TO DO: Print the line containing "the sky, the" and all lines after it, unchanged, through the end of the data. Leave the pictures out.

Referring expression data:
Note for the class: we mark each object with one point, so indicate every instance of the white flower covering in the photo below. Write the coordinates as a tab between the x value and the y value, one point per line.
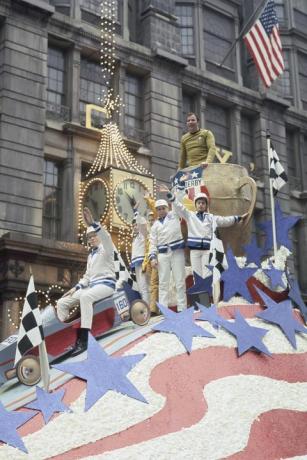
213	437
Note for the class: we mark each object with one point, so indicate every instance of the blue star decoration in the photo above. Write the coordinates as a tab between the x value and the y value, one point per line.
253	252
48	403
182	325
201	285
103	373
209	314
248	337
296	297
281	314
275	276
283	225
9	422
235	279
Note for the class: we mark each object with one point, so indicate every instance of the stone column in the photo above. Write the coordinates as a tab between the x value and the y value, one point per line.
69	209
302	242
236	145
73	77
23	107
238	56
75	9
125	20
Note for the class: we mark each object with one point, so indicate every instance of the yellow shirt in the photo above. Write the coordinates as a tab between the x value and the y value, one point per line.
196	148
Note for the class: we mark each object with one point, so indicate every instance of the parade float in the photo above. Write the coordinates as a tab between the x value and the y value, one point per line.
226	381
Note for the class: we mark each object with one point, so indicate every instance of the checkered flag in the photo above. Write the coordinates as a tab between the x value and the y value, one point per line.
121	272
31	331
277	172
217	256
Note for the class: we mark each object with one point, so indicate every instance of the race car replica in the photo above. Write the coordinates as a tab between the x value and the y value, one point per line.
60	337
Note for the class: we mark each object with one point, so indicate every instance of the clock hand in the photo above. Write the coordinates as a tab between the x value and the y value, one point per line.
131	200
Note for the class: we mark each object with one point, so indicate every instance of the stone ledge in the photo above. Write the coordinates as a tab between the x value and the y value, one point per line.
39	4
159	52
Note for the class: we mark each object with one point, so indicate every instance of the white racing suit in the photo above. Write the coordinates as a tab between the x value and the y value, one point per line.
97	283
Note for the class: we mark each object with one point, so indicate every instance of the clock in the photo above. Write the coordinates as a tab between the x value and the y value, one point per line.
127	193
95	196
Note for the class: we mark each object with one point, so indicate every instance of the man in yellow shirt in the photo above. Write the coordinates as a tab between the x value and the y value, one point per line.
197	145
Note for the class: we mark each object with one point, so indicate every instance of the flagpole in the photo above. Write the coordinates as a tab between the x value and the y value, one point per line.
44	365
244	28
268	139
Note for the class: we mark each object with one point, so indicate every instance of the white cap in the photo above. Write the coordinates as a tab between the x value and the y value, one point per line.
161	203
90	229
201	195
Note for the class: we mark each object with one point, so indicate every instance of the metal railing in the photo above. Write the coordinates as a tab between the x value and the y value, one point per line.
58	112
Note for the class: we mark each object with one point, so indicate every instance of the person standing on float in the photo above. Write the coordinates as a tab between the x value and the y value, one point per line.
166	253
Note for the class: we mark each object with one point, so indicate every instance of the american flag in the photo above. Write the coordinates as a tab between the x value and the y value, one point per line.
264	45
277	172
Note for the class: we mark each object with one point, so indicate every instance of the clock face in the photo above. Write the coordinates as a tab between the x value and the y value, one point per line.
126	195
96	197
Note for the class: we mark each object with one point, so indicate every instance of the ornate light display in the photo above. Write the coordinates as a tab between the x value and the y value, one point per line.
44	299
112	151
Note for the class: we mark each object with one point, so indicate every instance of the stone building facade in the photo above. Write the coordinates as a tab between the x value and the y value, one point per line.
167	63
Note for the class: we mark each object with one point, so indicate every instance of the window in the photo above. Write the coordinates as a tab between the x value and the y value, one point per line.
185	15
217	120
283	83
92	89
91	11
280	11
62	6
56	77
292	146
133	105
133	21
188	105
51	203
219	33
300	14
302	70
247	139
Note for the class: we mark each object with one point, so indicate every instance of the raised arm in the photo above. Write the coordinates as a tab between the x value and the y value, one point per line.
227	221
211	147
178	207
102	232
183	155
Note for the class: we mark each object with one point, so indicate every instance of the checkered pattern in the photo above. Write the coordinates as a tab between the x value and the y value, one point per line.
31	332
217	257
121	272
277	172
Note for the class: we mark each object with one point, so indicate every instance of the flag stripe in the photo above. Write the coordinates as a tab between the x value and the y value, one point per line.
264	45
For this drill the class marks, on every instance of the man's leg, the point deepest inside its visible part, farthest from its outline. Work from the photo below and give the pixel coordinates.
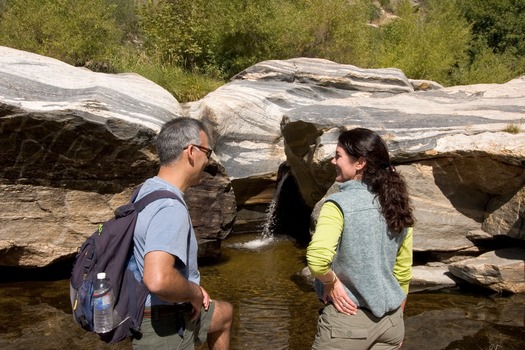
(221, 324)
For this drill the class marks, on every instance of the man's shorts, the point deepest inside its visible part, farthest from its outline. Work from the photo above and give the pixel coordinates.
(169, 327)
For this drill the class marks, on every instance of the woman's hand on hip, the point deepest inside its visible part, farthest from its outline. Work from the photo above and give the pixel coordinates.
(340, 299)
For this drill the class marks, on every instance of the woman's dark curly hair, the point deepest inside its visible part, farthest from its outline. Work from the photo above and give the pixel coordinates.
(380, 176)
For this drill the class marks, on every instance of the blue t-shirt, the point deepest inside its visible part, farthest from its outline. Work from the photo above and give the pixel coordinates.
(165, 225)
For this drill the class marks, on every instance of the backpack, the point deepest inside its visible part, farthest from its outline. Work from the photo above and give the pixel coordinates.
(110, 249)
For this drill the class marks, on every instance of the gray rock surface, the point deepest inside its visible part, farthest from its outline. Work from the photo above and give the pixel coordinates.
(74, 143)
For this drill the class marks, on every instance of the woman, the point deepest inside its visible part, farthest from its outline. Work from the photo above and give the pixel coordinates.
(361, 251)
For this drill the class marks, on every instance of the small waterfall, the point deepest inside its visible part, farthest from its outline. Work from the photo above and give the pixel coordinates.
(269, 225)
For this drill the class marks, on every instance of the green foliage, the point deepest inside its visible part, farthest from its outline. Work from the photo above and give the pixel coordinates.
(183, 85)
(191, 47)
(72, 31)
(427, 44)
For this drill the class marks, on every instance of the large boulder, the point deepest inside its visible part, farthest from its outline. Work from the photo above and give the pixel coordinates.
(73, 145)
(464, 170)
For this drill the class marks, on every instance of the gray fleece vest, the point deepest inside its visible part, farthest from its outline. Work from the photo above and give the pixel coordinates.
(366, 254)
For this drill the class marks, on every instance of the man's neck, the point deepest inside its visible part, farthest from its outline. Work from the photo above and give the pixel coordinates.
(174, 176)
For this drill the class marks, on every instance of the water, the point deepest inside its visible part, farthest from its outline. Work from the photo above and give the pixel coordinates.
(274, 307)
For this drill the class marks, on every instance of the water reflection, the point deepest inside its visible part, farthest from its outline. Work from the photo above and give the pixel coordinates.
(274, 307)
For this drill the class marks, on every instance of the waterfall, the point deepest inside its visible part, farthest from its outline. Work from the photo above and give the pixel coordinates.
(269, 224)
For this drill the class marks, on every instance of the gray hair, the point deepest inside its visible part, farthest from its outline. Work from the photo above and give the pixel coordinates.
(175, 135)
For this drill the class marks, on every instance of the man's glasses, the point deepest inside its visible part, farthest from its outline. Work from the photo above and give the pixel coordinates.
(206, 150)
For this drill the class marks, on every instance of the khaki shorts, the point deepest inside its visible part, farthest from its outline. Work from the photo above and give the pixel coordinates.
(174, 330)
(361, 331)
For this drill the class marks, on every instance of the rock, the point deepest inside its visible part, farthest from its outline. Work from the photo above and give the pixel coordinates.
(500, 270)
(71, 138)
(431, 278)
(73, 145)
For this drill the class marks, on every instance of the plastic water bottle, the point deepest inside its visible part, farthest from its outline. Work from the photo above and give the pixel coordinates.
(103, 304)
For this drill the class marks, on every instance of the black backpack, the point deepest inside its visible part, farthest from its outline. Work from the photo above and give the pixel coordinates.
(110, 250)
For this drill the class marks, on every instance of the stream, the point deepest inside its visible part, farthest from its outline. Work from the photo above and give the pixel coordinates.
(275, 308)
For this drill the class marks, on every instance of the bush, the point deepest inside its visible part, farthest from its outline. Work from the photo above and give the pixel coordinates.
(428, 44)
(73, 31)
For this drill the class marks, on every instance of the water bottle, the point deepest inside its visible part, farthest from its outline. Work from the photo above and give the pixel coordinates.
(103, 304)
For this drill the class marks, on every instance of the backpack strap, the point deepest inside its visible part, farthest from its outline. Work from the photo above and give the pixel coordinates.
(153, 196)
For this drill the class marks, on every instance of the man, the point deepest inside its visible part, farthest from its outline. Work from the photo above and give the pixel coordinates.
(178, 313)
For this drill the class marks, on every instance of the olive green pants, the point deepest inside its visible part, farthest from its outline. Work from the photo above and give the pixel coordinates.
(361, 331)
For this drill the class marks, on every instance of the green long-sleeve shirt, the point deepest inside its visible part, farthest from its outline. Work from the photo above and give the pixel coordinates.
(323, 246)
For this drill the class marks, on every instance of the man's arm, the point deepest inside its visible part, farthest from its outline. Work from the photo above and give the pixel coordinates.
(166, 282)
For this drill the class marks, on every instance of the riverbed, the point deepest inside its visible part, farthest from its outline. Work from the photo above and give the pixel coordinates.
(275, 308)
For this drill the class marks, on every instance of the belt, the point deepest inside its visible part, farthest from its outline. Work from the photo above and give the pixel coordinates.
(164, 310)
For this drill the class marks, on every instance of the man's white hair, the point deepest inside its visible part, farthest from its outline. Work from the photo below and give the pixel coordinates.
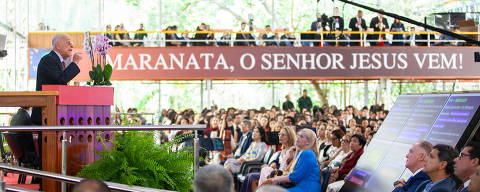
(56, 38)
(271, 188)
(213, 178)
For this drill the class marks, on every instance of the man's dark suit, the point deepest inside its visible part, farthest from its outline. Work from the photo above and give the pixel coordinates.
(445, 185)
(353, 26)
(374, 24)
(413, 182)
(244, 36)
(50, 72)
(333, 20)
(244, 146)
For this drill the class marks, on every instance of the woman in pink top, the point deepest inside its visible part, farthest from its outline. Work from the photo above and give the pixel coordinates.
(287, 139)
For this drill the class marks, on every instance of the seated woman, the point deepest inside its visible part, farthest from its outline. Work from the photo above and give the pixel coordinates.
(255, 152)
(357, 143)
(336, 160)
(287, 139)
(335, 137)
(304, 170)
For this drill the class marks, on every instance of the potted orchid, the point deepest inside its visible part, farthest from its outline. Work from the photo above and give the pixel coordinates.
(102, 71)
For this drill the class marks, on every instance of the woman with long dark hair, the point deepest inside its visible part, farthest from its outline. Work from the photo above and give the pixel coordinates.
(255, 152)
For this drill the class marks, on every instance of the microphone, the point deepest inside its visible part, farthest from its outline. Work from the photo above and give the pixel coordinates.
(3, 53)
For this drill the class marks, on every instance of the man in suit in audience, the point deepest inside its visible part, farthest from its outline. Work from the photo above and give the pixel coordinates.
(213, 178)
(439, 167)
(55, 68)
(475, 184)
(244, 36)
(356, 24)
(375, 24)
(466, 164)
(415, 163)
(245, 139)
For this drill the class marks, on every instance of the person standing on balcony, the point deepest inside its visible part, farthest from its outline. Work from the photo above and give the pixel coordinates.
(357, 24)
(378, 24)
(139, 36)
(304, 102)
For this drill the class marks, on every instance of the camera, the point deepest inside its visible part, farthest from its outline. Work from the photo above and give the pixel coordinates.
(3, 53)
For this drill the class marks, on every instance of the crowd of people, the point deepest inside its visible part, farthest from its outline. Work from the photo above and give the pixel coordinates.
(332, 31)
(309, 140)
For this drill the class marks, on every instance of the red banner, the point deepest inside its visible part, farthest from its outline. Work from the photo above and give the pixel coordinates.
(182, 63)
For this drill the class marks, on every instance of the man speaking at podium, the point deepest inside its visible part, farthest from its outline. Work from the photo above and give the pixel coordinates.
(54, 68)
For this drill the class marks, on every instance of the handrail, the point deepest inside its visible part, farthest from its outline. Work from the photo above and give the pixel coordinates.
(98, 128)
(102, 128)
(72, 179)
(15, 189)
(235, 32)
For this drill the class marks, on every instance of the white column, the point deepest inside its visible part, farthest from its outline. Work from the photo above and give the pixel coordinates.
(273, 15)
(160, 14)
(365, 93)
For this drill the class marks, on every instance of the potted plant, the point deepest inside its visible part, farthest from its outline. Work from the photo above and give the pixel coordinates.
(137, 160)
(101, 70)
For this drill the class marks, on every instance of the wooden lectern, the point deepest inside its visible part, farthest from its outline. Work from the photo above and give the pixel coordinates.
(78, 106)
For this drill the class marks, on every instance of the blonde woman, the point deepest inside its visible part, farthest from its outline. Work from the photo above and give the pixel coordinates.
(304, 171)
(287, 139)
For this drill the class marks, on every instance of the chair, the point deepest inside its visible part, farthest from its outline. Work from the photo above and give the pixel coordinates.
(255, 166)
(326, 177)
(17, 152)
(252, 166)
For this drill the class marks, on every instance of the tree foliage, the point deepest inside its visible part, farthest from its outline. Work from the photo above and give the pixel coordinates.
(137, 160)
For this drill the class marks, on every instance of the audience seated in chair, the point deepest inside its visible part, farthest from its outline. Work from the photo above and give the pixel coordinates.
(255, 152)
(357, 143)
(440, 168)
(213, 178)
(287, 139)
(304, 170)
(475, 181)
(466, 164)
(416, 157)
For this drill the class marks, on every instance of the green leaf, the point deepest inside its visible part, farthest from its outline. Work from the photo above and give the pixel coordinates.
(137, 160)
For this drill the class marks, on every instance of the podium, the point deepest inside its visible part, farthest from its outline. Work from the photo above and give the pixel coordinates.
(76, 106)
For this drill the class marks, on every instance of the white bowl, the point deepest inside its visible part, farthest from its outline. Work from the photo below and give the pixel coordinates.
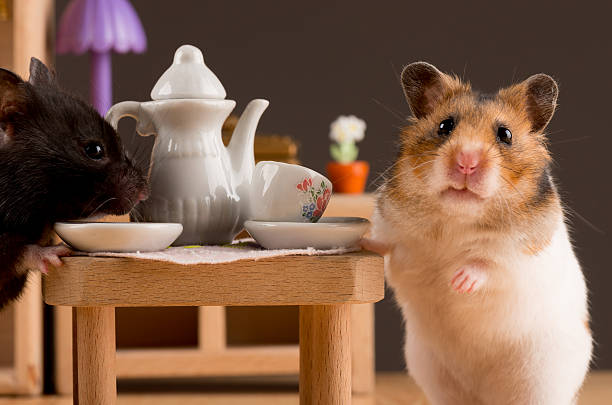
(287, 192)
(328, 233)
(118, 236)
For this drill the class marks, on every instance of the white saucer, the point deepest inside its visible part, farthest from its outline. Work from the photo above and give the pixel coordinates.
(328, 233)
(118, 236)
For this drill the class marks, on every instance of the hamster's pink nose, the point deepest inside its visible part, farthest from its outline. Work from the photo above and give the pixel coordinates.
(468, 161)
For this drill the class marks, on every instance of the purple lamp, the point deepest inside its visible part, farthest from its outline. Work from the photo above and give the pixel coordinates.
(100, 26)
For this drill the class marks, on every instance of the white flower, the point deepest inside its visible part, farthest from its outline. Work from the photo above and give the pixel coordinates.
(347, 128)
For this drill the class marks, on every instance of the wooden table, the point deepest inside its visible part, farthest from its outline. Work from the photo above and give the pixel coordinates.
(323, 286)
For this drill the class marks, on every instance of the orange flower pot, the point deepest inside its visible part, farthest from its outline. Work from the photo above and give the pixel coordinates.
(348, 177)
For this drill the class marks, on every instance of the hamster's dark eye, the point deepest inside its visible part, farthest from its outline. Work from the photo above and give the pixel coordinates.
(94, 150)
(504, 135)
(446, 127)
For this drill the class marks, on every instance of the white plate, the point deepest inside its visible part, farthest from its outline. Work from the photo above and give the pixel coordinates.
(118, 236)
(328, 233)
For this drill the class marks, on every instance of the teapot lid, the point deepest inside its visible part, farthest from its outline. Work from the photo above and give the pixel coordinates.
(188, 77)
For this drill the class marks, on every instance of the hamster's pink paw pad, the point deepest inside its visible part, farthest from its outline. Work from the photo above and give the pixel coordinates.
(468, 280)
(39, 258)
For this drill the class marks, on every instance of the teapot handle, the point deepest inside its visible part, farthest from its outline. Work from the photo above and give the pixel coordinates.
(133, 110)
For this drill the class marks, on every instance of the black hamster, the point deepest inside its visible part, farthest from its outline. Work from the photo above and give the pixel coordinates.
(59, 160)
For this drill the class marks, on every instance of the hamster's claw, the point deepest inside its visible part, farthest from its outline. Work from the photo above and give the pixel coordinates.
(468, 280)
(39, 258)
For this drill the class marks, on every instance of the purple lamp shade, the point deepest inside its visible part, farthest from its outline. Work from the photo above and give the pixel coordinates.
(100, 26)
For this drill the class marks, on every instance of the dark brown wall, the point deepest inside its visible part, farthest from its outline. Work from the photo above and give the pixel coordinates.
(315, 60)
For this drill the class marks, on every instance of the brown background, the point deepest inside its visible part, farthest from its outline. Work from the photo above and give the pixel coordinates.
(316, 60)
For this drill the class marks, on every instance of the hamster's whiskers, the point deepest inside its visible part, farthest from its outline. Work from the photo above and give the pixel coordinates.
(101, 205)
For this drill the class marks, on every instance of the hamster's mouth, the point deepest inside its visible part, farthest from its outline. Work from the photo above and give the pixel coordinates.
(463, 194)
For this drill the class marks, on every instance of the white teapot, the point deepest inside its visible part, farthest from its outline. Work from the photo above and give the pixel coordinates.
(195, 180)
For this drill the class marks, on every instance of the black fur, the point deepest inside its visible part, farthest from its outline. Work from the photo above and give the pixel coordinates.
(45, 174)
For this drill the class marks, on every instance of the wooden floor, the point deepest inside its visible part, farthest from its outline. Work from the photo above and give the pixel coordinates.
(391, 389)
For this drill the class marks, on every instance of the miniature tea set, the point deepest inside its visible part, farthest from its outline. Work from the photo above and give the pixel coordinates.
(205, 193)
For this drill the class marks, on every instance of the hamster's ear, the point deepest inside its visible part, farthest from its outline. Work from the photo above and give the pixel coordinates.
(425, 87)
(541, 92)
(11, 89)
(40, 74)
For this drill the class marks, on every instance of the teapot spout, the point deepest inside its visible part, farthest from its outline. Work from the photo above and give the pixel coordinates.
(241, 146)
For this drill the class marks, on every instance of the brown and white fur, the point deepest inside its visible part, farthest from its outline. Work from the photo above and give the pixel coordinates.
(477, 250)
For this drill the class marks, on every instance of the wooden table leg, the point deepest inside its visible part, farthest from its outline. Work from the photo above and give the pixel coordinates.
(94, 347)
(325, 354)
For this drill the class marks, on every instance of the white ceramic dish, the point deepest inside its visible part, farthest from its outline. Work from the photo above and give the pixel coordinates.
(328, 233)
(118, 236)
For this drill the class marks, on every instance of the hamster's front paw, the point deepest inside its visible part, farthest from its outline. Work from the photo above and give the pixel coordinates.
(468, 279)
(38, 258)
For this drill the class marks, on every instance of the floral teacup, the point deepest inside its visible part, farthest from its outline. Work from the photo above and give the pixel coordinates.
(286, 192)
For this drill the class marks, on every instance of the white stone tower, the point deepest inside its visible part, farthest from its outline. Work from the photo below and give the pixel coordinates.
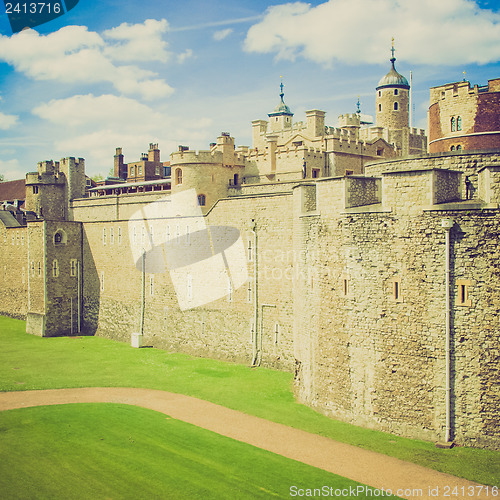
(281, 117)
(393, 107)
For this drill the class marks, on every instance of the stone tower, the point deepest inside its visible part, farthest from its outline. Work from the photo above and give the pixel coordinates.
(393, 107)
(281, 117)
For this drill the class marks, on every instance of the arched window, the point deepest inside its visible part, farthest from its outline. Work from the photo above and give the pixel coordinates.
(178, 176)
(60, 237)
(55, 268)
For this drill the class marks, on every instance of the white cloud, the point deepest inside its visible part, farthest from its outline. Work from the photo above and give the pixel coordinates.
(73, 55)
(187, 54)
(138, 42)
(92, 127)
(12, 170)
(221, 34)
(7, 121)
(104, 110)
(445, 32)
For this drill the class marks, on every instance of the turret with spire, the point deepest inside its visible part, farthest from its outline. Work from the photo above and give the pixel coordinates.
(393, 100)
(281, 117)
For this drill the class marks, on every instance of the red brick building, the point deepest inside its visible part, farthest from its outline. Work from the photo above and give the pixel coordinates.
(462, 117)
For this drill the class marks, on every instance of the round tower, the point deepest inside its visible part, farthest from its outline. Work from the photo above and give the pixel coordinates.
(393, 99)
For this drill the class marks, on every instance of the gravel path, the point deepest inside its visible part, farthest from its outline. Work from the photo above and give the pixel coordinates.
(404, 479)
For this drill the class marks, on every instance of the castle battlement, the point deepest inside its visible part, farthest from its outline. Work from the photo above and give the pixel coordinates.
(349, 120)
(185, 157)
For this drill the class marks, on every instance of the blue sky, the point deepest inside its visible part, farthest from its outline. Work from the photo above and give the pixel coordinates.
(126, 73)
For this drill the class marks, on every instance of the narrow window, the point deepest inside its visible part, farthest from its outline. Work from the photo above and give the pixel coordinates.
(178, 176)
(229, 289)
(276, 333)
(463, 292)
(250, 250)
(55, 268)
(397, 294)
(346, 287)
(249, 292)
(73, 267)
(189, 287)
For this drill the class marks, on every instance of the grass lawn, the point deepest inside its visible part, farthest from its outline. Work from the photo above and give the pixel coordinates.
(29, 362)
(94, 451)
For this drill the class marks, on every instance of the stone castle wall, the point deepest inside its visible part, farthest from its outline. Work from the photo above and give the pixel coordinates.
(370, 323)
(345, 286)
(14, 271)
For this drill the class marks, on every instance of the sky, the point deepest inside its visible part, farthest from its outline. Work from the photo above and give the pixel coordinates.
(126, 73)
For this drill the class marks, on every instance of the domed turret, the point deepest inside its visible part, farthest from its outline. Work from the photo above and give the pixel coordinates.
(393, 100)
(281, 117)
(393, 79)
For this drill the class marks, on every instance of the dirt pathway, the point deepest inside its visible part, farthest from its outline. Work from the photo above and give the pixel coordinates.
(404, 479)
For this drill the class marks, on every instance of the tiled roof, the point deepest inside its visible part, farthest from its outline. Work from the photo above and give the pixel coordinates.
(8, 219)
(13, 190)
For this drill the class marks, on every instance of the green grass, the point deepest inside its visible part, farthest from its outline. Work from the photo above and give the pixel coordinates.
(28, 362)
(90, 451)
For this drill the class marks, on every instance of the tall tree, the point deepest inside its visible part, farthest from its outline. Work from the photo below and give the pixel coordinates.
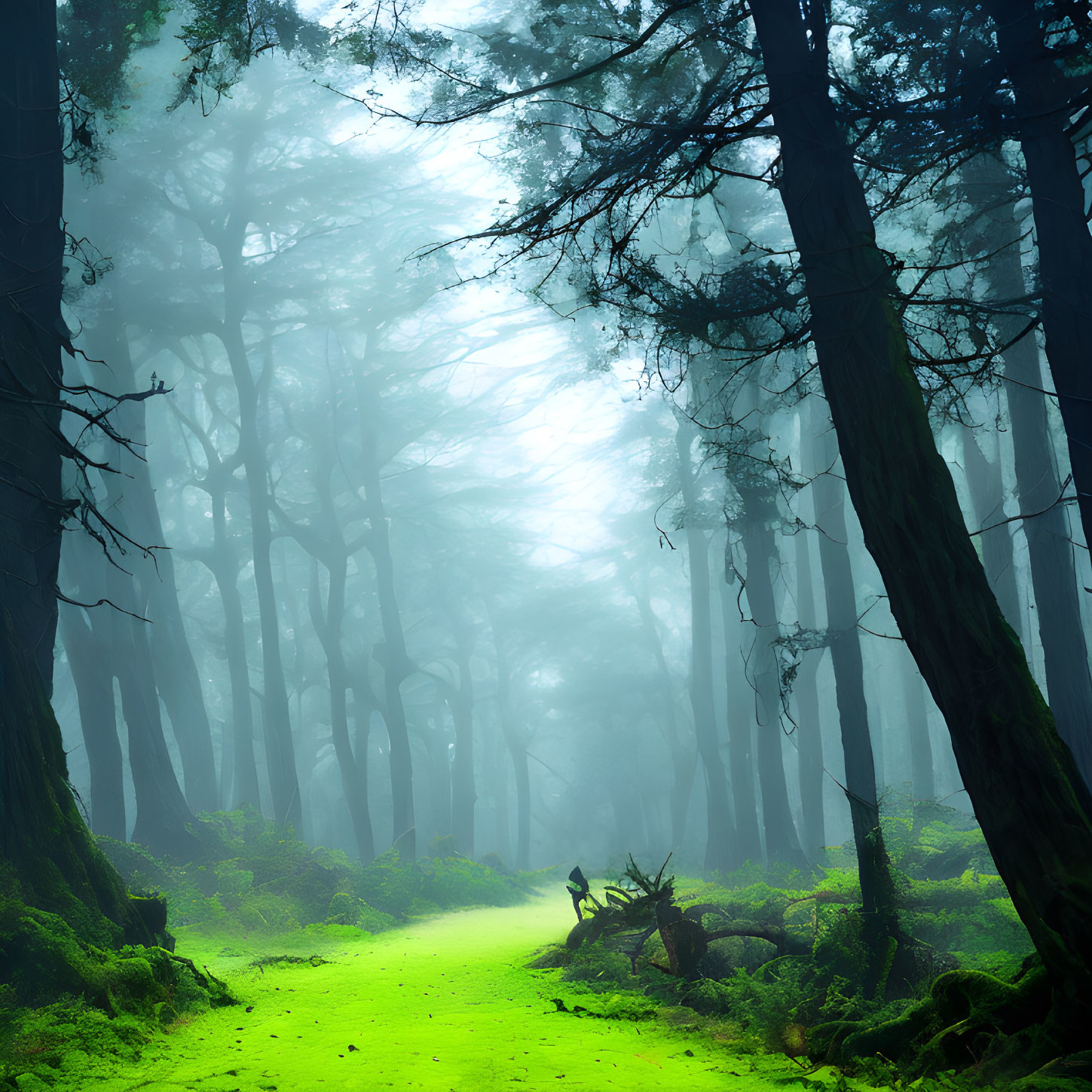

COMPLETED EXERCISE:
For this drill the class marks, on every instance of the sky, the point deepest inside its visible part, farthest from its outline. Work from the photo above and give the pixel coordinates.
(126, 73)
For this drill the class marks, on every instance of the domed turret, the point deepest inside its visible part, farthest from its outline. Work from the photo above and give the pixel coordinates.
(393, 100)
(281, 117)
(393, 79)
For this drill the class marks, on every instance of the dirt pathway, the point deepest inside its visible part, farthest from its outline. Work from the photo above and give the pixel coordinates.
(404, 479)
For this drill the class marks, on every instance of the tiled roof, the point deepest inside its visible part, farthest from its outline. Work from the photo above and give the pixel coordinates.
(8, 219)
(13, 190)
For this drill the class marks, on every instance of the green grass, the point deepest inside its visible part, farthest from its outline. Work from the photo above and give the pixel coordinates.
(28, 362)
(90, 451)
For this drill the class marks, on every instance of the tall tree, the point deepest inside its visible part, farthest from its outline. Work from the photo below and give the pixel coordinates.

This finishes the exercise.